▶ Texto original

>>>>

O planeta que tantos querem salvar tem sido usado pelas sociedades há milênios e, se há salvação, ela virá de administrar nossa presença na Terra
Por Flavia Pardini
“Pare de tentar salvar o planeta!”, foi o grito que se ouviu recentemente na blogosfera. Veio de Erle Ellis, ecólogo da Universidade de Maryland, Baltimore County. “A natureza não existe. Deixou de existir antes que você nascesse, que seus pais nascessem, antes que os primeiros colonizadores chegassem, antes que as pirâmides fossem construídas. Você vive em um planeta usado”, disparou em artigo na revista Wired.
Faz sentido para quem conhece um pouco do trabalho de Ellis, um dos autores do mapa que redesenha os biomas do mundo de acordo com a densidade populacional e o uso da terra (mais na edição 18 de Página22), e adepto da ideia de que vivemos no Antropoceno – época geológica marcada pelos impactos do homem sobre o planeta e os ecossistemas. As evidências, cita Ellis, incluem o desaparecimento de espécies animais importantes em todos os continentes há mais de 5 mil anos, a queima ou o corte pré-histórico de florestas hoje consideradas intocadas, como a Amazônia, e alterações provocadas no clima desde o início da agricultura, há mais de 7 mil anos.

<<<<

▶ Dados
>>>>

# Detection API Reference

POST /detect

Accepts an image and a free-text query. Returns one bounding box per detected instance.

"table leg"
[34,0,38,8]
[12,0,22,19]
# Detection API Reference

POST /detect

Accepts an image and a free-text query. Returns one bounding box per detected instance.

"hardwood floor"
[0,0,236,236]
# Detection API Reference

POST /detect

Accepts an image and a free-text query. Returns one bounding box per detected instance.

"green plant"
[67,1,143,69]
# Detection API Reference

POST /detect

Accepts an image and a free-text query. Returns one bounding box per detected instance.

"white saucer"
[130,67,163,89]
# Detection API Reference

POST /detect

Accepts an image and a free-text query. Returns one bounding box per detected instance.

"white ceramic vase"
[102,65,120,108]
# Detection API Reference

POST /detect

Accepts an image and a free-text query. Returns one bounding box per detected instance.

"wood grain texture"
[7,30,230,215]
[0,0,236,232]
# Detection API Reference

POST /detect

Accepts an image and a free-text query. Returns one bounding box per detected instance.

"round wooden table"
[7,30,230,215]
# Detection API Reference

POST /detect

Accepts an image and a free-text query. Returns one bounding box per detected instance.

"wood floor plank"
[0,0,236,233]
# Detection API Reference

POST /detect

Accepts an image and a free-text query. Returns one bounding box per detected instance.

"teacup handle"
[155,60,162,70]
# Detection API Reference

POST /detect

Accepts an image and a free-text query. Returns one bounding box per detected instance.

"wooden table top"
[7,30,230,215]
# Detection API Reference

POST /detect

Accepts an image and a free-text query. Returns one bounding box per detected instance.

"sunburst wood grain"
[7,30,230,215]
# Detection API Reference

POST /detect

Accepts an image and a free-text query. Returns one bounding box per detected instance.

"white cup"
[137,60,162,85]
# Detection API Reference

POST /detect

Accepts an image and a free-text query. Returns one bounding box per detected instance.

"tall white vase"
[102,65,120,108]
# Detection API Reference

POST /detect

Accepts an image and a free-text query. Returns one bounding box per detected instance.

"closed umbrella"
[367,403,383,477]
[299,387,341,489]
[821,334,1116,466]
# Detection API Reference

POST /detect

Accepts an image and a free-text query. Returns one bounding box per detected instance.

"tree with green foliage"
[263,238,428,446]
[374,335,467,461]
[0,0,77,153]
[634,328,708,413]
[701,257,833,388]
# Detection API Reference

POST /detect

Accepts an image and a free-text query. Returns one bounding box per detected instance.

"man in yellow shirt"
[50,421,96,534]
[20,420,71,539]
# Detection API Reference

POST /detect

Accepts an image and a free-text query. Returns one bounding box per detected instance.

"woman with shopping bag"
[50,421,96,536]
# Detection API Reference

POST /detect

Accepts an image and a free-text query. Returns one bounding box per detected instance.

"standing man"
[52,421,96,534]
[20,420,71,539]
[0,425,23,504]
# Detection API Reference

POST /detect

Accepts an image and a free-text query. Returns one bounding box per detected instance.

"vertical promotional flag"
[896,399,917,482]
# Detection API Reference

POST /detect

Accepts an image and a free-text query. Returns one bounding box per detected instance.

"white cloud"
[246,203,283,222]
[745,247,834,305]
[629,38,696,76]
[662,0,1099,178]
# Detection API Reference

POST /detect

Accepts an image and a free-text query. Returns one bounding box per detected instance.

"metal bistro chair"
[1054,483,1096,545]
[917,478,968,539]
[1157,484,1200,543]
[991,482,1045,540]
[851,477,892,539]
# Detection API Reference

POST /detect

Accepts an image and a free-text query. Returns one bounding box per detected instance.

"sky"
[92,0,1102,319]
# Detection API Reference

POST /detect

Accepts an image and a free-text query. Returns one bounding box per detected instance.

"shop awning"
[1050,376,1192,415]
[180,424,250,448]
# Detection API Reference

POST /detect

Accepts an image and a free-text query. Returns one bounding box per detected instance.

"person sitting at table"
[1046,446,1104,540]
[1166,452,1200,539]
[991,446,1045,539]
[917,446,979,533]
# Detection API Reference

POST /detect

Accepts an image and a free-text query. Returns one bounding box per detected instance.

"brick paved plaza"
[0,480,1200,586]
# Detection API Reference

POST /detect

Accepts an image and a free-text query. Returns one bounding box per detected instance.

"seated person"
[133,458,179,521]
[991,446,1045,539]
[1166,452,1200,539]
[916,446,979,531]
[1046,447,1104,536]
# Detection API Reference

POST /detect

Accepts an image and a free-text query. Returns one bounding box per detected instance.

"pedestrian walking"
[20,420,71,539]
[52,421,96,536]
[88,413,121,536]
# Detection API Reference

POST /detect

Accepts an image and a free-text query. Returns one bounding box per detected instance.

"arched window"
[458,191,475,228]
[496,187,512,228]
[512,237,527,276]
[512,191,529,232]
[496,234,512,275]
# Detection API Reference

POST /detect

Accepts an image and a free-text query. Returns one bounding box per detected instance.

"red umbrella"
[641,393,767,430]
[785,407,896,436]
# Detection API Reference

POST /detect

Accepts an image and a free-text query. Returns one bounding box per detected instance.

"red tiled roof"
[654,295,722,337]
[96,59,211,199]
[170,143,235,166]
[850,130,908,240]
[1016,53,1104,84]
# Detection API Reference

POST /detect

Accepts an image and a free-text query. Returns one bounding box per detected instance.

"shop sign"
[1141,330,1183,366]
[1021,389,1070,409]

<<<<

▶ Enunciado
Repita na íntegra o texto sobre o planeta usado pelas sociedades, sem alterar nenhuma palavra.

▶ Resposta
O planeta que tantos querem salvar tem sido usado pelas sociedades há milênios e, se há salvação, ela virá de administrar nossa presença na Terra
Por Flavia Pardini
“Pare de tentar salvar o planeta!”, foi o grito que se ouviu recentemente na blogosfera. Veio de Erle Ellis, ecólogo da Universidade de Maryland, Baltimore County. “A natureza não existe. Deixou de existir antes que você nascesse, que seus pais nascessem, antes que os primeiros colonizadores chegassem, antes que as pirâmides fossem construídas. Você vive em um planeta usado”, disparou em artigo na revista Wired.
Faz sentido para quem conhece um pouco do trabalho de Ellis, um dos autores do mapa que redesenha os biomas do mundo de acordo com a densidade populacional e o uso da terra (mais na edição 18 de Página22), e adepto da ideia de que vivemos no Antropoceno – época geológica marcada pelos impactos do homem sobre o planeta e os ecossistemas. As evidências, cita Ellis, incluem o desaparecimento de espécies animais importantes em todos os continentes há mais de 5 mil anos, a queima ou o corte pré-histórico de florestas hoje consideradas intocadas, como a Amazônia, e alterações provocadas no clima desde o início da agricultura, há mais de 7 mil anos.